> _ACTIVITY LIST_:
1 - Reproduce the part of the hardening follow-up notes starting at "Public Self-Serve Hardening" and ending at "building release artifacts.".
2 - Answer from the hardening follow-up notes:
(a) What configuration setting was added to restrict CORS to exact trusted origins?
(b) Which CORS settings now fail the public production gate in stacyvm config lint --production?
(c) What three problems does the hardened remote worker smoke harness now report with actionable diagnostics?

> _DOCUMENT EXCERPT_:

Public Self-Serve Hardening Follow-Up

  • Added configurable server.cors_allowed_origins so public browser/API deployments can restrict CORS to exact trusted origins instead of relying on reverse-proxy-only guidance.
  • Updated API server CORS handling to preserve the local wildcard default while rejecting disallowed browser preflights when explicit origins are configured.
  • Updated stacyvm config lint --production so wildcard or empty CORS fails the public production gate.
  • Updated deploy/stacyvm.production.yaml, deployment docs, API docs, public support matrix, and production readiness checklist with explicit CORS origin requirements.
  • Extended public release sanity CI to run production config lint with environment-provided secrets before building release artifacts.
  • Hardened the remote worker smoke harness so missing binaries, occupied ports, and failed spawns report actionable diagnostics instead of producing misleading release-gate failures.

> _Natural-language object grounding records_:
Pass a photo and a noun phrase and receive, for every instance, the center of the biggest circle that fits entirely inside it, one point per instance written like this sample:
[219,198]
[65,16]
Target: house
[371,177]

> _ANSWERS FOR EACH ITEM_:
1 -
Public Self-Serve Hardening Follow-Up

  • Added configurable server.cors_allowed_origins so public browser/API deployments can restrict CORS to exact trusted origins instead of relying on reverse-proxy-only guidance.
  • Updated API server CORS handling to preserve the local wildcard default while rejecting disallowed browser preflights when explicit origins are configured.
  • Updated stacyvm config lint --production so wildcard or empty CORS fails the public production gate.
  • Updated deploy/stacyvm.production.yaml, deployment docs, API docs, public support matrix, and production readiness checklist with explicit CORS origin requirements.
  • Extended public release sanity CI to run production config lint with environment-provided secrets before building release artifacts.

2 -
(a) server.cors_allowed_origins
(b) Wildcard or empty CORS
(c) Missing binaries, occupied ports, and failed spawns